EXERCISE GOAL — Rewrite the data below with "pixel coordinates" changed to "image coordinates" everywhere and nothing else altered. Leave the pictures out of your answer.

MATERIAL TO PROCESS —

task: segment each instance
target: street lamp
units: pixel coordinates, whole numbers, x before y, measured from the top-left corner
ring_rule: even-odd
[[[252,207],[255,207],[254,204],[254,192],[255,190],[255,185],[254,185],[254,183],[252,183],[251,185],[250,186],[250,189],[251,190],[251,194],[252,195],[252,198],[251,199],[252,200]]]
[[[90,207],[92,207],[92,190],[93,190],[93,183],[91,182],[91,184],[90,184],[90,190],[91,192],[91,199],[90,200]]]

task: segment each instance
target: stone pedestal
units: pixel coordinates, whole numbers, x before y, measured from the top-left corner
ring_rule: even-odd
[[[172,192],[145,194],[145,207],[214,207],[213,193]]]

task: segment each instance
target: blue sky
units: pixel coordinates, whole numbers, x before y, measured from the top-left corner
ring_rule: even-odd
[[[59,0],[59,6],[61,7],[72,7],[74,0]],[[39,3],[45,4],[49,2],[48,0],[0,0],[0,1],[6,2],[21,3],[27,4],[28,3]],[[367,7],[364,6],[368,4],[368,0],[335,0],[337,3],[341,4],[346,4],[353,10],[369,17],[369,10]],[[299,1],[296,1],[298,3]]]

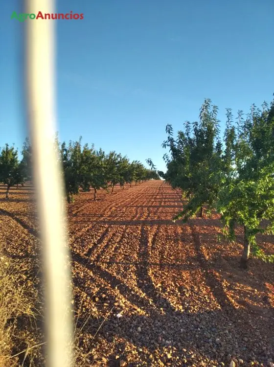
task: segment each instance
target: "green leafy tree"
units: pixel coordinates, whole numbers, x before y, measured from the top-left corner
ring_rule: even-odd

ANSWER IN FULL —
task: segment each instance
target: street lamp
units: image coordinates, whole numbers, x before y, measured from the top-left corner
ring_rule: even-odd
[[[252,207],[255,207],[254,204],[254,192],[255,190],[255,185],[254,185],[254,183],[252,183],[251,185],[250,186],[250,189],[251,190],[251,194],[252,195],[252,198],[251,199],[252,200]]]
[[[90,207],[92,207],[92,190],[93,190],[93,183],[91,182],[91,184],[90,184],[90,190],[91,192],[91,199],[90,200]]]

task: segment each instance
target: stone pedestal
units: image coordinates, whole numbers, x before y, measured from the top-left corner
ring_rule: even-odd
[[[172,192],[145,194],[145,207],[214,207],[213,193]]]

task: segment each instance
target: blue sky
units: image coordinates, whole numbers, x before y, measured from the top-left corner
ring_rule: even-odd
[[[59,0],[59,6],[61,7],[72,7],[74,0]],[[39,3],[45,4],[49,2],[48,0],[0,0],[0,1],[6,2],[21,3],[27,4],[28,3]],[[367,7],[364,6],[368,4],[368,0],[335,0],[337,3],[341,4],[346,4],[353,10],[369,17],[369,10]],[[299,1],[296,1],[298,3]]]

task: segment each instance
target: "green leafy tree"
units: image coordinates, whole numbers, x before y, measured from the top-left corner
ring_rule: even-odd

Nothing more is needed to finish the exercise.